> [Stored data]
»»

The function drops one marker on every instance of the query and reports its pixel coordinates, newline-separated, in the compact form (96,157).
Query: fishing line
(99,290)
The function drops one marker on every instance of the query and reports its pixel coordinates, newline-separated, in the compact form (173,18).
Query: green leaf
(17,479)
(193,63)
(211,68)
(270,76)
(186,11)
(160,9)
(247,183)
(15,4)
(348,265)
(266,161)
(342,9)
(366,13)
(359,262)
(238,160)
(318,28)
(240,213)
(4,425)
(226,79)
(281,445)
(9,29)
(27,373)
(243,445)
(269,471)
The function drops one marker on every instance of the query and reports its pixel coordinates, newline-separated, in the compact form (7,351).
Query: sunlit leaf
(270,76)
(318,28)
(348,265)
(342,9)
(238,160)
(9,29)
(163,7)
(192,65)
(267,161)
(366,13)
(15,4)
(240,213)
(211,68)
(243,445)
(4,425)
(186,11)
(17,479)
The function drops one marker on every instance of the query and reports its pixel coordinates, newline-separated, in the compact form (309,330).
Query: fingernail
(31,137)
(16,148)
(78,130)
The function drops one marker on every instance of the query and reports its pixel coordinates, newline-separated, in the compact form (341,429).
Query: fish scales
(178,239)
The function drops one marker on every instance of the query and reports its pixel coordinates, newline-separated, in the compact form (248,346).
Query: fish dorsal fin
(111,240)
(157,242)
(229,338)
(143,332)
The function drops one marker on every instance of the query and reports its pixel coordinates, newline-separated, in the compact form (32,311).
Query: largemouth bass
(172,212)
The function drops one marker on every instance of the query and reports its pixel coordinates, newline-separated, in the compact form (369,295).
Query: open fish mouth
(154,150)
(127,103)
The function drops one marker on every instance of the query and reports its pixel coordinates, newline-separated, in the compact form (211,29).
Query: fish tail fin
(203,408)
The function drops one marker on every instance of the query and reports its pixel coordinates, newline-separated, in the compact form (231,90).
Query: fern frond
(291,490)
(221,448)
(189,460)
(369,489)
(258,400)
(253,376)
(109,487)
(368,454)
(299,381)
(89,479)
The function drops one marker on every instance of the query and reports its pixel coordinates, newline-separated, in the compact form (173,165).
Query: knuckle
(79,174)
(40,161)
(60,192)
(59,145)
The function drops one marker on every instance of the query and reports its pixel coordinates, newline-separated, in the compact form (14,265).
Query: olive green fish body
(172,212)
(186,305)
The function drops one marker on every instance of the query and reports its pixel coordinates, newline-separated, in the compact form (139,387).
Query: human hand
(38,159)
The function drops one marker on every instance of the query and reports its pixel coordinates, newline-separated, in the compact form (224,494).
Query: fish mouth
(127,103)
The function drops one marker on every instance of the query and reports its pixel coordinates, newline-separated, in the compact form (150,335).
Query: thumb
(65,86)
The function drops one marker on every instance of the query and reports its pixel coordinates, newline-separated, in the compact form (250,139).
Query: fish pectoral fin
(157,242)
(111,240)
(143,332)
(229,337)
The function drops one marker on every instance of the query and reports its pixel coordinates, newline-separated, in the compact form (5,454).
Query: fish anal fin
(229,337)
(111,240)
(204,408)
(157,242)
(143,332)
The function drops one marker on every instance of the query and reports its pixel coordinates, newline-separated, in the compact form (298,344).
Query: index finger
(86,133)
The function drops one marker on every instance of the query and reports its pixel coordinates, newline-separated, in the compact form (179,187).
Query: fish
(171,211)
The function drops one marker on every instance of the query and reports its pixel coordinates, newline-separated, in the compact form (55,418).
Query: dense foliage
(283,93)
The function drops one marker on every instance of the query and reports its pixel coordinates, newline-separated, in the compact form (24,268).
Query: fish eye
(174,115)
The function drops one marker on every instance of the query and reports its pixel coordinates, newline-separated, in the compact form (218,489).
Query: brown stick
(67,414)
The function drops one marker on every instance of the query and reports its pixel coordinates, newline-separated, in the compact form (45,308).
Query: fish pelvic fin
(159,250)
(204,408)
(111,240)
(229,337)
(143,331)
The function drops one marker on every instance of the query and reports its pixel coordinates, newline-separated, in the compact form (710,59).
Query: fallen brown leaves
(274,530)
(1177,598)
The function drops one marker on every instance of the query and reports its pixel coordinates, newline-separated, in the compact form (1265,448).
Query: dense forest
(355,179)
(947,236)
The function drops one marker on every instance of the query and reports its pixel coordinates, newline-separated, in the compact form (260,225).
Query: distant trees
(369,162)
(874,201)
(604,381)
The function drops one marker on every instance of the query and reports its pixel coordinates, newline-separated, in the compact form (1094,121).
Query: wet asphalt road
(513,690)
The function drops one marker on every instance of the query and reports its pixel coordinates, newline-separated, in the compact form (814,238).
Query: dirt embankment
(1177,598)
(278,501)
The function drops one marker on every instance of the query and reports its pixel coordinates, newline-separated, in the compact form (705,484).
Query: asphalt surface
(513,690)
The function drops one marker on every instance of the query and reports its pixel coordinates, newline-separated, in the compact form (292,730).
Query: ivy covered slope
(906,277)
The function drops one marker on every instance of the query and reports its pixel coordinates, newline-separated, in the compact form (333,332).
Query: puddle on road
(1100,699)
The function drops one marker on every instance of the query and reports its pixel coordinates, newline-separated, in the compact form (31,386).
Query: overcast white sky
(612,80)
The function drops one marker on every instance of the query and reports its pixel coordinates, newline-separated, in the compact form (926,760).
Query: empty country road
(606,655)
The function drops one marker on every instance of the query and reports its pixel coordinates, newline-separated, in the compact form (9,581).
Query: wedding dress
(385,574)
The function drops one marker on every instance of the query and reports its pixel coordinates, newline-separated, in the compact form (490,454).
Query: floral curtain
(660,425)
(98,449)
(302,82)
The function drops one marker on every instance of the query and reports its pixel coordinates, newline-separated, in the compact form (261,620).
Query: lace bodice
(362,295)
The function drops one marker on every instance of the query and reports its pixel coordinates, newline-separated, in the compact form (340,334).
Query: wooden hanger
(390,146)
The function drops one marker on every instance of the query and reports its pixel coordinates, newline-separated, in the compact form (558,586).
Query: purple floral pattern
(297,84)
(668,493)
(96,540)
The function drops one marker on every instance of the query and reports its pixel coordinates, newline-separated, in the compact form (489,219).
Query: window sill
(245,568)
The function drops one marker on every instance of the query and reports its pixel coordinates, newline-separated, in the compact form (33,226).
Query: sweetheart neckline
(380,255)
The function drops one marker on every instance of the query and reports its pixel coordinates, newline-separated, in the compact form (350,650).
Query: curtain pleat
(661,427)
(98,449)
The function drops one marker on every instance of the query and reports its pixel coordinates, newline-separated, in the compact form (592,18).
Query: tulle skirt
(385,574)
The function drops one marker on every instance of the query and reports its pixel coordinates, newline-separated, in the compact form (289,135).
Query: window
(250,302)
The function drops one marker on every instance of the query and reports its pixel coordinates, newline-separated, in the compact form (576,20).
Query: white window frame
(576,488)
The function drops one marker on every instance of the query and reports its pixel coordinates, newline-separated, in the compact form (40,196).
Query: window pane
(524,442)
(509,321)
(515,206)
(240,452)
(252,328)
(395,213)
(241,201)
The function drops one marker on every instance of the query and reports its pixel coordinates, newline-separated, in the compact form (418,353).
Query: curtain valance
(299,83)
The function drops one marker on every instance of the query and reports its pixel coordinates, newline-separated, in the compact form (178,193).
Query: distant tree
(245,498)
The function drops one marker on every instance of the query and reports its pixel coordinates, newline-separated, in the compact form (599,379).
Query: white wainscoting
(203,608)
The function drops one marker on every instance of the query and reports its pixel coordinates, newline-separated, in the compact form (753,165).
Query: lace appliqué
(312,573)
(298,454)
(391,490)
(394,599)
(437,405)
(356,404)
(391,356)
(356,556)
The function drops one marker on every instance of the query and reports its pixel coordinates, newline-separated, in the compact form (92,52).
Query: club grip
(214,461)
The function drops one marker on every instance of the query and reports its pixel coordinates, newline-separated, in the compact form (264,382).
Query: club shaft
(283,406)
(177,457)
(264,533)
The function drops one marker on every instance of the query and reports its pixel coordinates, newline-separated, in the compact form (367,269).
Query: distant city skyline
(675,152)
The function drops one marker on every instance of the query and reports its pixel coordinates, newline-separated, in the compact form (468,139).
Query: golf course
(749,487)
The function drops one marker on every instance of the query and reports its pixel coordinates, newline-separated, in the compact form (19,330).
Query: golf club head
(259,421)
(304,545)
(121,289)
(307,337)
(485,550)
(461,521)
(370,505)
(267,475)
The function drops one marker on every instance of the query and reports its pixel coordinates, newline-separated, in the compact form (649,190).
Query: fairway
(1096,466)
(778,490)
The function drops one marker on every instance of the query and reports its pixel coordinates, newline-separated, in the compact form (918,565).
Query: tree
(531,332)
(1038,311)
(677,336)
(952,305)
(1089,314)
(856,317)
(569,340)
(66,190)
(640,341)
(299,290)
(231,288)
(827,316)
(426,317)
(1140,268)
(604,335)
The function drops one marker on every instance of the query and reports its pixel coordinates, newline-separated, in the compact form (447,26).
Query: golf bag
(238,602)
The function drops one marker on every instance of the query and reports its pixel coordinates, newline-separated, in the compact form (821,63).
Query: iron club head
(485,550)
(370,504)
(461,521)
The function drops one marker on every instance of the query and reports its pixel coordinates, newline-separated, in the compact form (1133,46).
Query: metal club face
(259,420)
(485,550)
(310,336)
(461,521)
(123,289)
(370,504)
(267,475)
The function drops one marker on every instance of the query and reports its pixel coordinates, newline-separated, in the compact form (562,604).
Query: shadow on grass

««

> [EXERCISE REQUIREMENTS]
Beginning at the opening line of the data, transcribe each line exactly until you reach the line with "compact form (7,351).", which you also include, and go no further.

> [ANSWER AREA]
The function drops one marker on every instance of the query and reports its pixel coordinates, newline-separated, in the compact form (96,157).
Query: fishing line
(99,290)
The function drops one marker on every instance of the query and reports its pixel coordinates, newline-separated, in the compact form (173,18).
Query: green leaf
(17,479)
(193,63)
(211,68)
(270,76)
(186,11)
(160,9)
(247,183)
(15,4)
(348,265)
(266,161)
(342,9)
(366,13)
(359,262)
(238,160)
(318,28)
(240,213)
(4,425)
(226,79)
(281,445)
(9,29)
(27,373)
(243,445)
(269,471)
The function drops one marker on every instance of the query and reports its pixel coordinates, newline-separated, in the compact form (7,351).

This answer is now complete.